[Object pointing dataset rows]

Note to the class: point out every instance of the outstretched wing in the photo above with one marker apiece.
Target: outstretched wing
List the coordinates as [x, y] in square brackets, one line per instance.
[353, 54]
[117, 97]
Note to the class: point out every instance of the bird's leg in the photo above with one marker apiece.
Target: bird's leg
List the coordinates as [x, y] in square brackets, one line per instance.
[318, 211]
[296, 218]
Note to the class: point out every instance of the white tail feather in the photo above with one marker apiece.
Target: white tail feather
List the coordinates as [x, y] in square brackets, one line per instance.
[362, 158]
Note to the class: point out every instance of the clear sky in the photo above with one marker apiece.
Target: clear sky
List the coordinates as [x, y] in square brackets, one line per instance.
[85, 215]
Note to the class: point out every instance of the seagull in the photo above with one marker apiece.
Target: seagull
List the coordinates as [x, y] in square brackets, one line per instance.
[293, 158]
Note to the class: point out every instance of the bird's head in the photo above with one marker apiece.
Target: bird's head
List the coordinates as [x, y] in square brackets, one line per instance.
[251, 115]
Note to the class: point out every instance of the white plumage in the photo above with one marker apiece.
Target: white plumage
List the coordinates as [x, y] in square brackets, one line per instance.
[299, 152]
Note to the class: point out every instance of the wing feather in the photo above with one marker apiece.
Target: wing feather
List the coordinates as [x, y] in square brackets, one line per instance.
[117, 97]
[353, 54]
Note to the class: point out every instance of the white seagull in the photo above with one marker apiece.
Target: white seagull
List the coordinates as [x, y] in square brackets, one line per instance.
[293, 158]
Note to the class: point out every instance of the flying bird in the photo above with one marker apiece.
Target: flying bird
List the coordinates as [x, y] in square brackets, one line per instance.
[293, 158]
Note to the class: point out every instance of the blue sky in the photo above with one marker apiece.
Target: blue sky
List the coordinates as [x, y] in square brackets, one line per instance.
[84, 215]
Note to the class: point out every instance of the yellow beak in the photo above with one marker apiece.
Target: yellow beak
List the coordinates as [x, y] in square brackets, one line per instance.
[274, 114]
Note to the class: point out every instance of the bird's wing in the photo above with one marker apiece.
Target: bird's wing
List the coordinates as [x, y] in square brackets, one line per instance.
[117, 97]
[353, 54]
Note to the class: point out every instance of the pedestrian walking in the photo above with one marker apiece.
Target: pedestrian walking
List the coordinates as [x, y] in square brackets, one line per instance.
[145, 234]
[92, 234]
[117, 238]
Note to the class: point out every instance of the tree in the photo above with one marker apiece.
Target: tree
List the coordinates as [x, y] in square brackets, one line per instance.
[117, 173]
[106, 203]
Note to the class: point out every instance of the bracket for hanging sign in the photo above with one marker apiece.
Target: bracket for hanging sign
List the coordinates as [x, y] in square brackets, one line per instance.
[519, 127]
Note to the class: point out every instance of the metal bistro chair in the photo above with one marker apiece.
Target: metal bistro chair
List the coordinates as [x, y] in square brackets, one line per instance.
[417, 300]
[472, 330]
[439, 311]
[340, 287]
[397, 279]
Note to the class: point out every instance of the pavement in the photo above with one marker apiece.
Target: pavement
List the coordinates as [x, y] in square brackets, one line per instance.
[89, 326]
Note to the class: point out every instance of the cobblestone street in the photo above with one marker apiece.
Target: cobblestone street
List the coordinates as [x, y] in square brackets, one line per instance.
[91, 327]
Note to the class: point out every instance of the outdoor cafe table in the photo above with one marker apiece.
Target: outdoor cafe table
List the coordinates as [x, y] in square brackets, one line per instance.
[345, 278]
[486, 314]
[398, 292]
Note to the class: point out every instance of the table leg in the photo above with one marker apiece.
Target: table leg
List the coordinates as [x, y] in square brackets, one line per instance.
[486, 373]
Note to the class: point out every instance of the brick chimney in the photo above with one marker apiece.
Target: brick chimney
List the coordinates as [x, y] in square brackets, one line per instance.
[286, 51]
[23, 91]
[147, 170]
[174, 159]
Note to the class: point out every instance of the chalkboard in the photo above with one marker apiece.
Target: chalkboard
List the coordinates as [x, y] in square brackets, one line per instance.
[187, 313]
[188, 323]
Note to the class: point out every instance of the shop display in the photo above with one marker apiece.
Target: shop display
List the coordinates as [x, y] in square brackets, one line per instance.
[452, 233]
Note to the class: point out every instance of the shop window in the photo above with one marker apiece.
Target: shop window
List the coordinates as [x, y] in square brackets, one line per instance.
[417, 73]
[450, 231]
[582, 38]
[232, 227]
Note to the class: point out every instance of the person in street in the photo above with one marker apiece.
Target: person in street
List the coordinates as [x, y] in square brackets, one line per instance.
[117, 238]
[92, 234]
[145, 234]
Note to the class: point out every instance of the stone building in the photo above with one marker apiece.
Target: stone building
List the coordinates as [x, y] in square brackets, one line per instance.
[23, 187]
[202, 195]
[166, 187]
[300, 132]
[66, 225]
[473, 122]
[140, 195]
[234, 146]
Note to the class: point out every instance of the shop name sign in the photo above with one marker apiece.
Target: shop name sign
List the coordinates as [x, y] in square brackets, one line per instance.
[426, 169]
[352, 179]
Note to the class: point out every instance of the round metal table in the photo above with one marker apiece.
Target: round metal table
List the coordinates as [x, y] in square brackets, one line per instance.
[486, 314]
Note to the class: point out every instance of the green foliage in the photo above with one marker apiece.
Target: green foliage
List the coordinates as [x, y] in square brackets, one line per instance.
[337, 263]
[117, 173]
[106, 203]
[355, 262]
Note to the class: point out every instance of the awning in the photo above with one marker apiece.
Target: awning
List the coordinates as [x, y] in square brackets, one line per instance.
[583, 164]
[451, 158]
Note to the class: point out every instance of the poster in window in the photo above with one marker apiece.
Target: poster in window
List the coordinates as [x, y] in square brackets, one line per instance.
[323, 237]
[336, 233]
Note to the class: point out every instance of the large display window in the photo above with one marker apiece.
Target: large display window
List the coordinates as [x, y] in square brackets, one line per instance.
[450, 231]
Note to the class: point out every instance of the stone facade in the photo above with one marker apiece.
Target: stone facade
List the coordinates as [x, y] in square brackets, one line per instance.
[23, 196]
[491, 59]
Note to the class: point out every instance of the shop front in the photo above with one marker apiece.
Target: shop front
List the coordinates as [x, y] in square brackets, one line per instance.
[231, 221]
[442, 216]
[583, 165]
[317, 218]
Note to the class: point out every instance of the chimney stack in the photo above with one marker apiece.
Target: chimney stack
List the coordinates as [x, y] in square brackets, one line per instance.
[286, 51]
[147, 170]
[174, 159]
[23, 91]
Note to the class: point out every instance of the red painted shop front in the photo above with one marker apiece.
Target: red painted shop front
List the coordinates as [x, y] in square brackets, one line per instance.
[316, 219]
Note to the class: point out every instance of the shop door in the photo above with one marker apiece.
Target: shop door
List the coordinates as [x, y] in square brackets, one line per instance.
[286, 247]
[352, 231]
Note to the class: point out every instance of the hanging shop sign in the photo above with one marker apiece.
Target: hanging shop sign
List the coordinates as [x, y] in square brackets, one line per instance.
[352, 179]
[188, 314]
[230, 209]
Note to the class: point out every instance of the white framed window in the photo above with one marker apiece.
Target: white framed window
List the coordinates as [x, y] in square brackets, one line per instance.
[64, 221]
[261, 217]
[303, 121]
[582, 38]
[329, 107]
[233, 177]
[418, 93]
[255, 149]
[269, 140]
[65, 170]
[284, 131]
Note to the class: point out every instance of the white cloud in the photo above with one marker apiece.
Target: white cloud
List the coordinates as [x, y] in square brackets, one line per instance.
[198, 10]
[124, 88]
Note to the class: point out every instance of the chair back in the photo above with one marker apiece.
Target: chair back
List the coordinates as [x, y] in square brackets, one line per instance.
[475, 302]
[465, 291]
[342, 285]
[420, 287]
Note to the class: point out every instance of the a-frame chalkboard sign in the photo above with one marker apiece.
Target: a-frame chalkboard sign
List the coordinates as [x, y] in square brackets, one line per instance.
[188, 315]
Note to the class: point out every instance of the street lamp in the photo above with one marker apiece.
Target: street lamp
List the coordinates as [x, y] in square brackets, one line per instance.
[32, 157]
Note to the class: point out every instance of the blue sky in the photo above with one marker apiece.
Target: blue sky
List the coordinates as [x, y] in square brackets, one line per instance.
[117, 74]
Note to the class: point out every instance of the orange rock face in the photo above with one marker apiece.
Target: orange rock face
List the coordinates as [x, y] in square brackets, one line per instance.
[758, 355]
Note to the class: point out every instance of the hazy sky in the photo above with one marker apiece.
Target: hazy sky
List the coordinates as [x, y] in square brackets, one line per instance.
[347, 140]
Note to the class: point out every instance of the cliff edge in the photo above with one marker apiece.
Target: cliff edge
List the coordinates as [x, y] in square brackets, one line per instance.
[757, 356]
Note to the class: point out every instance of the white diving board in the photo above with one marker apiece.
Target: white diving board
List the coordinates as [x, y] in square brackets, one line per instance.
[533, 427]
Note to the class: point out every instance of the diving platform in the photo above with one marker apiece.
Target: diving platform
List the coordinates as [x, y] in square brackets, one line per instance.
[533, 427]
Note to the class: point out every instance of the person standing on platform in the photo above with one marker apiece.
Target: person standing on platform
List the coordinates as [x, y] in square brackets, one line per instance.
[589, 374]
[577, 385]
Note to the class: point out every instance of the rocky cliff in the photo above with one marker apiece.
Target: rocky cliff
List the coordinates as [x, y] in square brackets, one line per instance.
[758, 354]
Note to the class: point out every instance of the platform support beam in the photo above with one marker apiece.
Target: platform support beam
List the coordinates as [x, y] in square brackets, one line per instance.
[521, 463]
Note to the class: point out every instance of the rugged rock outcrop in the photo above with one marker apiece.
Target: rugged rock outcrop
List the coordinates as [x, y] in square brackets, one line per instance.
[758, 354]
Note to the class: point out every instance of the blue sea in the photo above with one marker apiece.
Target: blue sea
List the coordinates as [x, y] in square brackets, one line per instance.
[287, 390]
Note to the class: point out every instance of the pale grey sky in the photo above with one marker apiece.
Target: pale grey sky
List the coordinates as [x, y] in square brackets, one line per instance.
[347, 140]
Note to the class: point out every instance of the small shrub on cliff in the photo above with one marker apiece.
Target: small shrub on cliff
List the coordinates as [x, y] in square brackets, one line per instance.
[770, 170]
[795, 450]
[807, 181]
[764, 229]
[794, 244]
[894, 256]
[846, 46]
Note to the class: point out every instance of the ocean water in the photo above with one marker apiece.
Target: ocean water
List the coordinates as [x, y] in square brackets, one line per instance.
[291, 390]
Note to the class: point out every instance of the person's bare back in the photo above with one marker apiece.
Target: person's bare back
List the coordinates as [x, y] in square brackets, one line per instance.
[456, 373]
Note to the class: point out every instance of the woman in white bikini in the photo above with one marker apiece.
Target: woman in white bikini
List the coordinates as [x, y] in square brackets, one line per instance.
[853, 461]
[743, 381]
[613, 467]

→ What is required: Please output everything from the line containing "Note to the class: point out every instance of the rugged" down to the end of the items as a two-column CSV with the columns "item_text" and "answer". Give one row per item, with its text and its answer each in one quoted field and line breaks replaced by spaces.

→ Exercise output:
item_text,answer
"Note to the class: point out every instance of the rugged rock outcrop in the photo above with one marker apiece. Target: rugged rock outcrop List the coordinates as [x, y] in square brackets, one line per instance.","[758, 354]"
"Note to the class: point out every instance of the blue sea in the photo above with one marker apiece. Target: blue sea List the coordinates as [x, y] in square brackets, one line per instance.","[287, 390]"
"Note to the class: point out every instance of the pale grey sky in the photo above with one marker apiece. Target: pale grey sky List the coordinates as [x, y] in square brackets, one line per instance.","[347, 140]"
"Note to the class: point out every instance of the small shrub on cliff in the photo above with one marker apiece. Target: small shrub on cliff List the coordinates as [x, y] in square brackets, one line per instance.","[770, 170] [795, 450] [807, 181] [764, 229] [794, 244] [894, 256] [846, 46]"
"Note to the class: point out every instance of the ocean water in the photo above with one marker apiece. Target: ocean water List the coordinates as [x, y] in square brackets, one line per instance.","[291, 390]"
"Note to the class: point out every instance of the person's bare back in the photo above with one marker apiece. Target: person's bare back List the coordinates as [x, y] in square brackets, one line per instance.","[456, 373]"
"Note to the class: point out every instance of the woman in white bikini in the photo above with one marker apiece. Target: woman in white bikini List the coordinates as [x, y] in square brackets, one line per instance.","[853, 461] [743, 381] [613, 467]"